Scan the entries that follow for the word "logo", then report every line in which it appears.

[Opening Entries shown section]

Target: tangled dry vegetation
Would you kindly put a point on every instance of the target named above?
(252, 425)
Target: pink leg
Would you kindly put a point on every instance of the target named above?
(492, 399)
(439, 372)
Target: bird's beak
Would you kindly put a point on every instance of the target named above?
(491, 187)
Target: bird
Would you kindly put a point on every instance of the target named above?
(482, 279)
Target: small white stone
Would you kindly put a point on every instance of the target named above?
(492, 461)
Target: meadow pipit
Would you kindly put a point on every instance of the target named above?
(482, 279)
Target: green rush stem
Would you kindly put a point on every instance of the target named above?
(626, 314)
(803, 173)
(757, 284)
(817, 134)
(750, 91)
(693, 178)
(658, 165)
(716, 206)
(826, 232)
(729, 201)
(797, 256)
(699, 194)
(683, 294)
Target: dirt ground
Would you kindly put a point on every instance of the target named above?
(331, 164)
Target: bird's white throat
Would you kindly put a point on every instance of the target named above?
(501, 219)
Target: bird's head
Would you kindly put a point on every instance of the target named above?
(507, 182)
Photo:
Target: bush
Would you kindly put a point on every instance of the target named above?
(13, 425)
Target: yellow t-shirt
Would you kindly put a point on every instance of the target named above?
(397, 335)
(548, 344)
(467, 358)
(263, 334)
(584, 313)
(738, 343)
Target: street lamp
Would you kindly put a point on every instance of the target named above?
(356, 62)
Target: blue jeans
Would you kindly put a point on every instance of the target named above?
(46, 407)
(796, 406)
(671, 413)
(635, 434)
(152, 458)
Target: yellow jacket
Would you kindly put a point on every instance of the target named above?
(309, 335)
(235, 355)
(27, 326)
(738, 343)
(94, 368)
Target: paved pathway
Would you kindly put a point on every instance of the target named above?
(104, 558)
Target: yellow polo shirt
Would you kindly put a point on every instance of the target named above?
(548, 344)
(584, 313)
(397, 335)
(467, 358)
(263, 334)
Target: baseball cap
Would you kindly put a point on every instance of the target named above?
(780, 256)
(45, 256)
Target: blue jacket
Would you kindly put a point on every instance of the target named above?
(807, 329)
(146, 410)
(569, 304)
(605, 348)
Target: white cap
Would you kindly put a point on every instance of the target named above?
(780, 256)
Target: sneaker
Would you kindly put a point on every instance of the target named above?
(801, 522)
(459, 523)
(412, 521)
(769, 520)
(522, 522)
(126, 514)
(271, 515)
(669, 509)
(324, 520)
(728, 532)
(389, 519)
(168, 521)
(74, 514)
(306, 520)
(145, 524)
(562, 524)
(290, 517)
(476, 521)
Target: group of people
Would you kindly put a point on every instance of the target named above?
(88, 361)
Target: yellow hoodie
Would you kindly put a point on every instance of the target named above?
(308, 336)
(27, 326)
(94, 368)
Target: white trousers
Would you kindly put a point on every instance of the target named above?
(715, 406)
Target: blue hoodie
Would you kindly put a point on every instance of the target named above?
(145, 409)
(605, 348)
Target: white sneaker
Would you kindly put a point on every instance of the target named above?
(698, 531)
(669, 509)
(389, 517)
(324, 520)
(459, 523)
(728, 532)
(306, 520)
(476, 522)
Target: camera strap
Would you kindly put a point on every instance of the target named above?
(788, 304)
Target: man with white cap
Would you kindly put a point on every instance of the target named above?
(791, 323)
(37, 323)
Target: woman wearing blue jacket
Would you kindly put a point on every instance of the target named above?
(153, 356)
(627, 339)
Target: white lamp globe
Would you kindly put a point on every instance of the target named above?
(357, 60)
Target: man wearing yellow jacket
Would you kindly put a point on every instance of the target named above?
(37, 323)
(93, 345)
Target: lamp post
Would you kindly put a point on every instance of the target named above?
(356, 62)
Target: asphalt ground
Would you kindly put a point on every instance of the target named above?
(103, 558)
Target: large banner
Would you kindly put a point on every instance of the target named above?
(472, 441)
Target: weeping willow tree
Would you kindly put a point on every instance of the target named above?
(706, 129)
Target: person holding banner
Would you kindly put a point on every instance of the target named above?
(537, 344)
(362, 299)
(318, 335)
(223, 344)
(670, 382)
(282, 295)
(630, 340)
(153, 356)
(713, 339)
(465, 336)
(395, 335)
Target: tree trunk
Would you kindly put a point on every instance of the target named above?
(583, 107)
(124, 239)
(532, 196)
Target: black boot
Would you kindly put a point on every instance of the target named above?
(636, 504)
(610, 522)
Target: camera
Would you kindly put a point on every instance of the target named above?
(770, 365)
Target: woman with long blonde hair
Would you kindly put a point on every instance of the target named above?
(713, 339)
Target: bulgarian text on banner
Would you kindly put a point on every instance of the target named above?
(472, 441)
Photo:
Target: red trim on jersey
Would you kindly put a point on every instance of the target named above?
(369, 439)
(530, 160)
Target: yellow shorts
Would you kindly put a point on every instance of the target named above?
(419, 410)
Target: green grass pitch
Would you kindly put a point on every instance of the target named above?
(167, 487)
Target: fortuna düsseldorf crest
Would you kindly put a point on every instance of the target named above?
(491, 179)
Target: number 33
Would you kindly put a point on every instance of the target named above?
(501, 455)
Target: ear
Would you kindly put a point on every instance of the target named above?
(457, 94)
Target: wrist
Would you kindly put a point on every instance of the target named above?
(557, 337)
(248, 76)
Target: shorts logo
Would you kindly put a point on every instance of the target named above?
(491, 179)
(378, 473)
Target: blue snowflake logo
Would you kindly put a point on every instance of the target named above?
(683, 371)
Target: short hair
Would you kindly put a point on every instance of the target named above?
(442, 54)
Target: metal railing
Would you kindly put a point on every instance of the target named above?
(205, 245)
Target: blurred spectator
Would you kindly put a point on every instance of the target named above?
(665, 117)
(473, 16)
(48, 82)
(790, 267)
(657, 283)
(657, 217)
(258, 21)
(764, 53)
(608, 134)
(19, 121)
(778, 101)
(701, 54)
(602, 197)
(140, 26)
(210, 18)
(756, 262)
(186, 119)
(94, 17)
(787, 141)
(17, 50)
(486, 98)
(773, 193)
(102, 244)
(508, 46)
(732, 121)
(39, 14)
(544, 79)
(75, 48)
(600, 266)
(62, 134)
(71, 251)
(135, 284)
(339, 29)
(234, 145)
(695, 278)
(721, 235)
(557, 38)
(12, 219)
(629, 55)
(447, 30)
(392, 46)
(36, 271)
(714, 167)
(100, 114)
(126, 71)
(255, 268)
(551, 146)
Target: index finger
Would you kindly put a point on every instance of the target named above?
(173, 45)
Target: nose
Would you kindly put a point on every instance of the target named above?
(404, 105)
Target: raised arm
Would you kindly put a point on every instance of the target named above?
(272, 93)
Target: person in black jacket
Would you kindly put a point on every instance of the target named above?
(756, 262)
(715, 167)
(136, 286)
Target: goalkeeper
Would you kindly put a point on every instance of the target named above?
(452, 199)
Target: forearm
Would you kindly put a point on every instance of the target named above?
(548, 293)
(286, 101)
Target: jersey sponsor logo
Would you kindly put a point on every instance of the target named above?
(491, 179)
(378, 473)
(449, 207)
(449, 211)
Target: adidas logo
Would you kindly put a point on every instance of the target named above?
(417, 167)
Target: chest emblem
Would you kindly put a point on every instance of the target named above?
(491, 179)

[Closing Entries shown section]

Result -
Target: shorts logo
Target: blue snowflake logo
Target: jersey sponsor logo
Target: adidas logo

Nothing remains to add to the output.